The end to end workflow is estimated to take 165 mins on a single NVIDIA A30 GPU.

### Test Environment Specifications

| **Component** | **Specification** |
|---------------|-------------------|
| **GPU** | 1x NVIDIA A30 |
| **Training Dataset** | 3747 images (3.4GB total) |
| **Validation Dataset** | 803 images (800MB total) |
| **Test Dataset** | 804 images (800MB total) |
| **Training Epochs** | 80 (both pre-training and finetuning) |
| **Model Architecture** | MAE with ConvNext-Tiny backbone |
| **Task** | Anomaly defect classification |

### Performance Factors

> **Important Note:**
> Actual execution times may vary significantly based on:
>
> - **Hardware Configuration**: GPU type, memory, and compute capability
> - **Storage Performance**: Local disk I/O speed and cloud storage latency
> - **Network Conditions**: Bandwidth and latency to cloud storage
> - **System Load**: Other concurrent processes and resource utilization
> - **Dataset Size**: Number of images and total data volume
> - **Batch Size**: Number of images processed in parallel. Higher batch sizes require more GPU memory
> - **Model Configuration**: Backbone architecture, epochs, and hyperparameters

In [1]:
import json
import os
import requests
import time
from IPython.display import clear_output
import glob

## Configuration 

Fill in all `<>` enclosed variables with relevant values under this section. 

### TAO FTMS Host & Credentials 

In [None]:
#FIX ME - Configure for your TAO FTMS server 
host_url = "<HOST_URL>"
ngc_key = "<NGC_API_KEY>"
ngc_org_name = "<NGC_ORG_NAME>"

### Cloud Storage Setup & Credentials 

In [None]:
# Cloud bucket details to access datasets and store experiment results
cloud_metadata = {}
cloud_metadata["name"] = "tao_workspace"  # A Representative name for this cloud info
cloud_metadata["cloud_type"] = "aws"  # If it's AWS, HuggingFace or Azure
cloud_metadata["cloud_specific_details"] = {}
cloud_metadata["cloud_specific_details"]["cloud_region"] ="<BUCKET_REGION>"  # Bucket region
cloud_metadata["cloud_specific_details"]["cloud_bucket_name"] = "<BUCKET_NAME>"  # Bucket name
# Access and Secret for AWS
cloud_metadata["cloud_specific_details"]["access_key"] = "<ACCESS_KEY>"
cloud_metadata["cloud_specific_details"]["secret_key"] = "<SECRET_KEY>"

### Dataset Paths in Cloud Storage 

In [None]:
# Adjust paths to point to datasets in your cloud storage. If using S3 Bucket do not include the bucket name in the path. 
train_dataset_path =  "/<PATH_TO_DATASET_IN_CLOUD_STORAGE>/mvtec_ad_classification/train"
eval_dataset_path = "/<PATH_TO_DATASET_IN_CLOUD_STORAGE>/mvtec_ad_classification/val"
test_dataset_path = "/<PATH_TO_DATASET_IN_CLOUD_STORAGE>/mvtec_ad_classification/test"

### Model Configuration 

In [None]:
model_name = "mae"
ds_type = "image_classification"

## Short problem 1
In the notebook above, condense the paragraph that begins "Actual execution times may vary significantly based on" into one or two sentences that keep all seven factors.
## Short problem 2
List every distinct placeholder name that the notebook above encloses in angle brackets.
## Short problem 3
Pick up the anomaly classification notebook where it ends and carry it forward.

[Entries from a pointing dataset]

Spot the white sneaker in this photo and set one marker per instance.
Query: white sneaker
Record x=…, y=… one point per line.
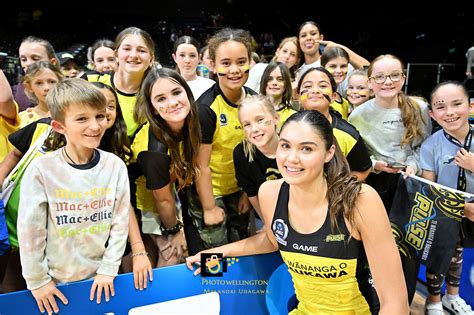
x=433, y=308
x=456, y=306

## Output 1
Execution times can differ widely depending on hardware (GPU type, memory, compute capability), storage performance (local disk I/O and cloud storage latency), network bandwidth and latency to cloud storage, and system load from other processes. They also depend on dataset size, batch size (larger batches need more GPU memory), and model configuration such as backbone, epochs, and hyperparameters.

## Output 2
- HOST_URL
- NGC_API_KEY
- NGC_ORG_NAME
- BUCKET_REGION
- BUCKET_NAME
- ACCESS_KEY
- SECRET_KEY
- PATH_TO_DATASET_IN_CLOUD_STORAGE

## Output 3
ds_format = "ssl"
num_classes = 2 

## Login

In [None]:
# Validate NGC_PERSONAL_KEY
data = json.dumps({"ngc_org_name": ngc_org_name,
                   "ngc_key": ngc_key,
                   "enable_telemetry": True})
response = requests.post(f"{host_url}/api/v1/login", data=data)
assert response.status_code in (200, 201)
assert "token" in response.json().keys()
token = response.json()["token"]
print("JWT",token)

# Set base URL
base_url = f"{host_url}/api/v1/orgs/{ngc_org_name}"
print("API Calls will be forwarded to",base_url)

headers = {"Authorization": f"Bearer {token}"}

## Create cloud workspace
This workspace will be the place where your datasets reside and results of TAO FTMS jobs will be pushed to.

In [None]:
# Create cloud workspace
data = json.dumps(cloud_metadata)

endpoint = f"{base_url}/workspaces"

response = requests.post(endpoint,data=data,headers=headers)
assert response.status_code in (200, 201)

print(response)
print(json.dumps(response.json(), indent=4))

assert "id" in response.json().keys()
workspace_id = response.json()["id"]

## Register datasets with FTMS 

TAO FTMS requires datasets in your cloud storage to be registered to produce a unique ID that can be attached to training jobs. This step only needs to be done once and then you can use the dataset across any experiments that support the dataset format.

### List Registered Datasets

In [None]:
endpoint = f"{base_url}/datasets"

response = requests.get(endpoint, headers=headers)
assert response.status_code in (200, 201)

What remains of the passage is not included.